◆ YOUR INSTRUCTIONS ◆
Copy the records verbatim, from the line containing "[segment] arrowhead; an" through the last line of the records, both ends included.
--------
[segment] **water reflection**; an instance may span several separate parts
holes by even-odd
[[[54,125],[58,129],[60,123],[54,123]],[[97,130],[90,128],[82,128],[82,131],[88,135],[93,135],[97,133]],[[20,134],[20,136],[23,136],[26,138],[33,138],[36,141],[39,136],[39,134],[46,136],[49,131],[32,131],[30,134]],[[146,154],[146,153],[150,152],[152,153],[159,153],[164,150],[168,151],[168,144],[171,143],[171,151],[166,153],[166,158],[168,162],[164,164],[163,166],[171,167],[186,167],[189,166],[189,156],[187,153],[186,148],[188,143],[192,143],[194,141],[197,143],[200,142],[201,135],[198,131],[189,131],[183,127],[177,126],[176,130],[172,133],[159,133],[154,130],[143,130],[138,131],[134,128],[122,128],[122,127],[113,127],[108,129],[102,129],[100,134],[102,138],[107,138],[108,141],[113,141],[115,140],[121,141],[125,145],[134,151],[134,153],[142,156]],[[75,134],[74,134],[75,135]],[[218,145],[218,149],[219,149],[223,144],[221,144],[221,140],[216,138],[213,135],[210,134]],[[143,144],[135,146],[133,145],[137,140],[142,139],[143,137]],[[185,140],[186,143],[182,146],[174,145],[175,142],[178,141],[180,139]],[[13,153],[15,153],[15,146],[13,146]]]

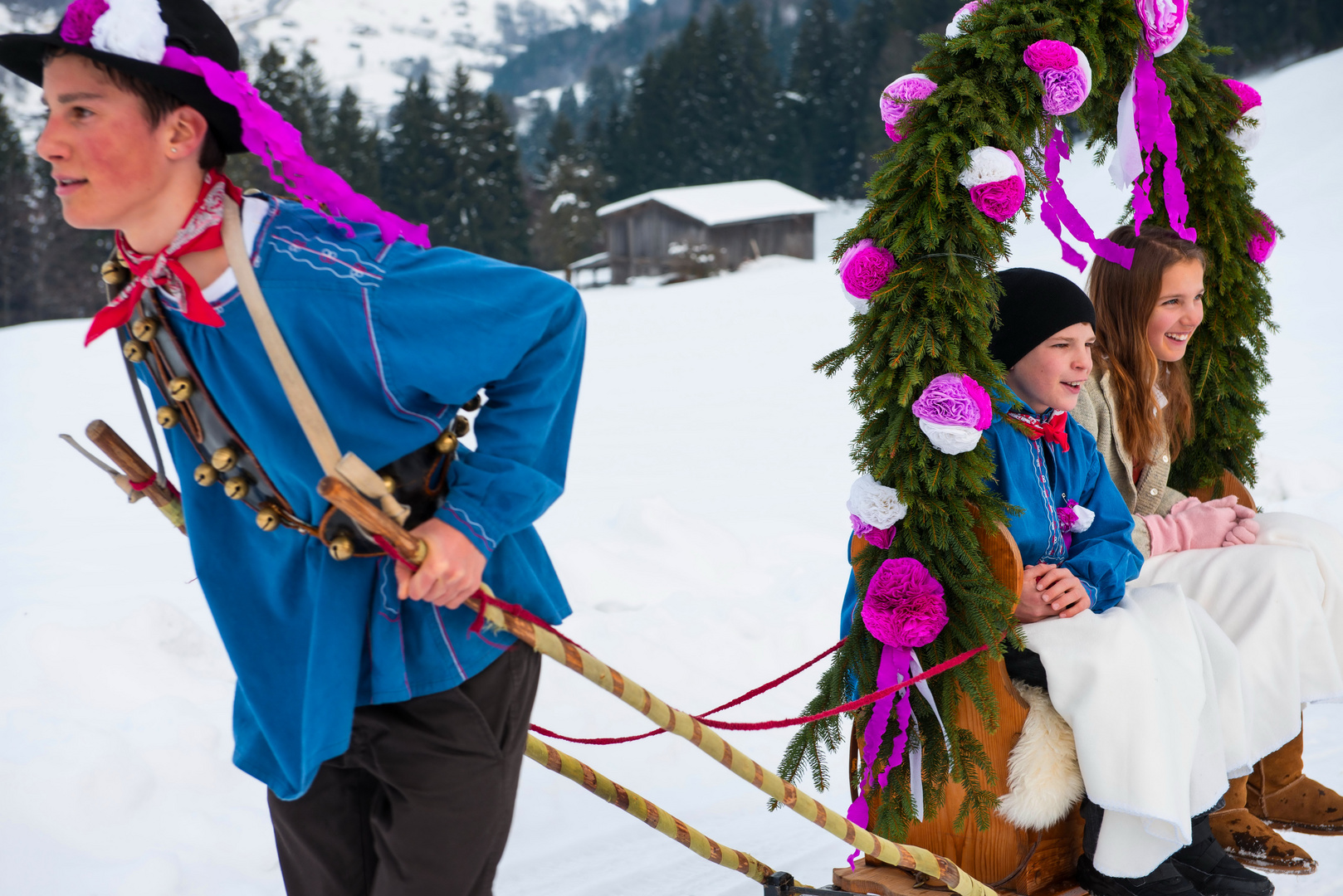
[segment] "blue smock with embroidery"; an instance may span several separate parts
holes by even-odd
[[[501,599],[560,622],[569,606],[532,524],[564,488],[583,365],[577,293],[539,270],[384,244],[367,224],[349,238],[297,203],[267,203],[252,266],[336,443],[377,469],[432,442],[485,388],[478,447],[459,449],[436,516],[485,555]],[[322,469],[238,289],[212,305],[223,328],[164,298],[167,322],[294,513],[316,523]],[[314,537],[261,531],[243,502],[192,482],[201,459],[180,429],[167,438],[200,586],[238,673],[234,762],[282,799],[346,750],[356,707],[455,688],[513,642],[469,635],[465,607],[398,600],[387,557],[337,563]]]
[[[1039,418],[1019,400],[998,402],[995,410],[994,423],[984,431],[998,462],[998,477],[990,488],[1022,510],[1007,517],[1022,563],[1057,563],[1070,570],[1091,595],[1091,609],[1104,613],[1120,602],[1125,584],[1138,578],[1143,555],[1129,537],[1133,517],[1096,450],[1096,438],[1068,418],[1069,450],[1064,451],[1053,442],[1029,438],[1005,416],[1017,412],[1042,423],[1053,419],[1053,410]],[[1058,528],[1057,508],[1064,505],[1065,496],[1096,514],[1085,532],[1073,533],[1070,548],[1064,547]],[[850,571],[839,610],[839,637],[849,637],[857,607],[858,583]]]
[[[1127,583],[1143,568],[1143,555],[1129,537],[1133,517],[1109,478],[1096,438],[1068,418],[1068,451],[1054,442],[1031,439],[1005,416],[1017,412],[1035,423],[1052,420],[1056,411],[1035,416],[1023,402],[997,403],[994,424],[984,439],[998,462],[998,478],[990,482],[1021,514],[1007,517],[1026,566],[1057,563],[1081,579],[1095,613],[1104,613],[1124,596]],[[1066,498],[1096,514],[1085,532],[1074,532],[1064,547],[1057,509]]]

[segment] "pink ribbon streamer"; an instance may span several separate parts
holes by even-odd
[[[168,47],[164,51],[163,64],[200,75],[212,94],[238,109],[243,126],[243,145],[261,157],[275,183],[298,196],[304,206],[321,214],[348,236],[353,236],[355,230],[336,220],[336,215],[377,226],[384,243],[404,236],[408,242],[428,249],[427,224],[411,224],[383,211],[372,199],[355,192],[355,188],[334,171],[313,161],[304,150],[304,136],[261,98],[247,79],[247,73],[228,71],[214,59],[193,56],[180,47]],[[279,169],[275,167],[277,163]]]
[[[1179,171],[1179,144],[1171,121],[1171,99],[1166,95],[1166,82],[1156,74],[1151,50],[1139,44],[1138,66],[1133,69],[1133,120],[1143,150],[1143,172],[1133,181],[1133,230],[1142,232],[1143,222],[1152,214],[1152,150],[1160,149],[1166,157],[1162,169],[1166,192],[1166,215],[1171,230],[1182,239],[1195,242],[1198,231],[1186,226],[1189,199],[1185,195],[1185,176]]]
[[[1054,239],[1062,247],[1064,261],[1077,270],[1086,270],[1086,259],[1064,239],[1062,226],[1066,226],[1068,231],[1076,239],[1091,246],[1091,250],[1105,261],[1115,262],[1125,269],[1132,267],[1133,250],[1120,246],[1112,239],[1096,236],[1092,226],[1086,223],[1086,219],[1082,218],[1072,200],[1068,199],[1068,193],[1064,192],[1064,181],[1058,176],[1058,165],[1070,153],[1072,149],[1068,146],[1068,141],[1064,140],[1064,132],[1056,128],[1054,136],[1050,137],[1049,145],[1045,148],[1045,179],[1049,185],[1039,195],[1039,219],[1045,222],[1045,227],[1049,228],[1049,232],[1054,235]]]
[[[881,647],[881,665],[877,666],[877,690],[882,688],[889,688],[890,685],[897,685],[909,677],[909,664],[913,653],[909,647],[894,647],[892,645],[882,645]],[[873,786],[872,770],[877,763],[877,752],[881,750],[881,742],[886,737],[886,728],[890,725],[890,711],[896,711],[896,725],[897,731],[892,739],[890,747],[890,762],[886,767],[881,770],[877,775],[877,787],[885,787],[886,779],[890,776],[890,770],[904,762],[905,756],[905,743],[908,742],[909,732],[909,717],[913,713],[913,705],[909,703],[909,689],[898,692],[900,703],[896,703],[896,695],[882,697],[872,707],[872,717],[868,719],[868,727],[862,731],[862,763],[864,772],[862,780],[858,785],[858,798],[853,801],[849,806],[846,818],[860,827],[866,827],[869,822],[868,811],[868,793]],[[849,857],[849,868],[854,866],[854,858],[858,857],[861,850],[855,850],[853,856]]]

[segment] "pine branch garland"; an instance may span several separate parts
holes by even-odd
[[[976,146],[1014,150],[1026,169],[1029,215],[1031,196],[1045,185],[1042,148],[1061,122],[1044,114],[1039,81],[1022,62],[1026,46],[1053,39],[1086,54],[1092,93],[1076,121],[1091,133],[1089,145],[1099,146],[1100,156],[1115,145],[1119,97],[1133,71],[1140,35],[1131,0],[994,0],[974,13],[963,36],[924,35],[929,52],[915,70],[939,87],[904,120],[904,140],[880,157],[882,165],[868,183],[869,207],[833,255],[838,261],[858,240],[872,239],[900,265],[873,296],[869,313],[854,316],[851,341],[815,365],[834,376],[851,364],[850,400],[862,418],[853,461],[860,472],[897,489],[909,505],[890,548],[869,545],[854,564],[860,594],[882,560],[915,557],[945,588],[950,613],[937,639],[919,650],[924,668],[983,643],[997,645],[931,681],[950,750],[932,709],[913,699],[924,751],[925,817],[944,806],[947,782],[954,780],[964,791],[958,826],[972,821],[987,827],[997,805],[995,771],[974,733],[955,725],[958,705],[968,699],[986,729],[994,731],[998,707],[987,664],[1001,658],[1005,634],[1019,643],[1011,615],[1017,595],[994,580],[972,531],[971,505],[984,525],[1015,513],[986,485],[995,473],[991,453],[983,442],[967,454],[939,453],[909,410],[929,380],[947,372],[970,375],[997,395],[1003,390],[1003,369],[987,353],[998,286],[984,273],[1006,261],[1006,240],[1014,230],[1011,222],[1001,224],[980,214],[958,177]],[[1189,360],[1197,435],[1172,478],[1185,486],[1211,481],[1223,466],[1253,481],[1257,420],[1264,411],[1258,390],[1268,380],[1260,324],[1268,321],[1270,304],[1264,271],[1245,250],[1258,226],[1250,204],[1253,181],[1244,154],[1226,137],[1237,109],[1203,62],[1207,54],[1191,16],[1185,40],[1156,60],[1172,102],[1191,206],[1189,223],[1209,254],[1206,318],[1190,344]],[[1154,160],[1158,173],[1151,193],[1154,218],[1164,222],[1159,161]],[[1101,222],[1093,224],[1104,232]],[[854,614],[850,637],[821,677],[807,713],[874,690],[880,647]],[[821,746],[833,748],[838,733],[837,719],[799,729],[780,775],[794,779],[810,770],[822,787],[827,775]],[[893,733],[878,750],[878,764],[890,760]],[[893,770],[878,803],[873,830],[901,840],[913,821],[908,758]]]

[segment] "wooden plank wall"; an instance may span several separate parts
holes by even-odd
[[[612,283],[677,270],[677,259],[669,251],[674,243],[708,246],[716,255],[714,266],[724,270],[736,270],[743,261],[755,258],[756,249],[760,255],[815,257],[815,215],[705,227],[661,203],[647,201],[607,215],[602,224],[611,254]]]

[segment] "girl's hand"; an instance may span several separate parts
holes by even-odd
[[[1021,622],[1039,622],[1058,615],[1048,600],[1044,599],[1038,582],[1041,576],[1053,572],[1058,567],[1053,563],[1039,563],[1026,567],[1021,579],[1021,595],[1013,615]]]
[[[1070,570],[1052,566],[1035,579],[1039,599],[1049,606],[1060,619],[1076,617],[1091,607],[1091,595]]]

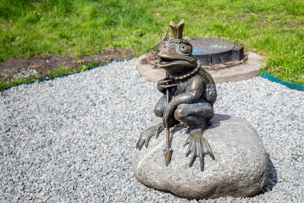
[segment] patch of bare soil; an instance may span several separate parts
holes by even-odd
[[[37,79],[46,78],[54,69],[63,65],[68,71],[96,62],[98,64],[109,63],[113,60],[132,57],[130,50],[105,49],[103,54],[77,57],[60,56],[52,54],[49,56],[39,56],[27,59],[13,58],[0,63],[0,80],[7,81],[22,77],[31,77],[39,73]]]

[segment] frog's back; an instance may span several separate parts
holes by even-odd
[[[201,69],[199,75],[204,79],[205,85],[204,92],[202,95],[202,98],[210,104],[213,108],[213,104],[215,103],[217,97],[215,83],[210,74],[203,69]]]

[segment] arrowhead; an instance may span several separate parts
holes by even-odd
[[[169,165],[169,164],[171,161],[171,158],[173,152],[173,150],[170,146],[166,147],[166,148],[165,148],[164,150],[164,154],[165,154],[165,161],[166,162],[166,166]]]

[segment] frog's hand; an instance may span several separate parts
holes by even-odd
[[[204,158],[205,155],[209,154],[212,159],[215,159],[211,148],[207,140],[204,138],[201,133],[191,133],[190,136],[185,142],[184,146],[186,145],[187,144],[189,144],[189,146],[186,153],[186,157],[187,157],[189,154],[192,152],[192,155],[189,162],[189,167],[192,166],[196,158],[199,157],[201,164],[201,171],[204,171]]]
[[[164,127],[162,123],[160,123],[146,129],[140,135],[137,143],[136,143],[136,149],[138,148],[138,150],[140,151],[144,144],[146,148],[147,148],[149,141],[151,138],[155,136],[155,138],[157,139],[160,133],[164,129]]]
--------
◆ FINISHED TASK ◆
[segment] arrowhead; an instance may span several separate parts
holes by even-odd
[[[169,165],[169,164],[171,161],[171,158],[173,152],[173,150],[170,146],[166,147],[166,148],[165,148],[164,150],[164,154],[165,154],[165,161],[166,162],[166,166]]]

[segment] frog's hand; an instance may span several separate parts
holes by even-odd
[[[204,158],[205,155],[209,154],[212,159],[215,159],[211,148],[207,140],[204,138],[201,133],[191,133],[190,136],[185,142],[184,146],[186,145],[187,144],[189,144],[189,146],[186,153],[186,157],[187,157],[189,154],[192,152],[192,155],[189,162],[189,167],[192,166],[196,158],[199,157],[201,164],[201,171],[204,171]]]
[[[164,127],[162,123],[160,123],[146,129],[140,135],[137,143],[136,143],[136,149],[138,148],[138,150],[140,151],[144,144],[146,148],[147,148],[149,141],[151,138],[155,136],[155,138],[157,139],[160,133],[164,129]]]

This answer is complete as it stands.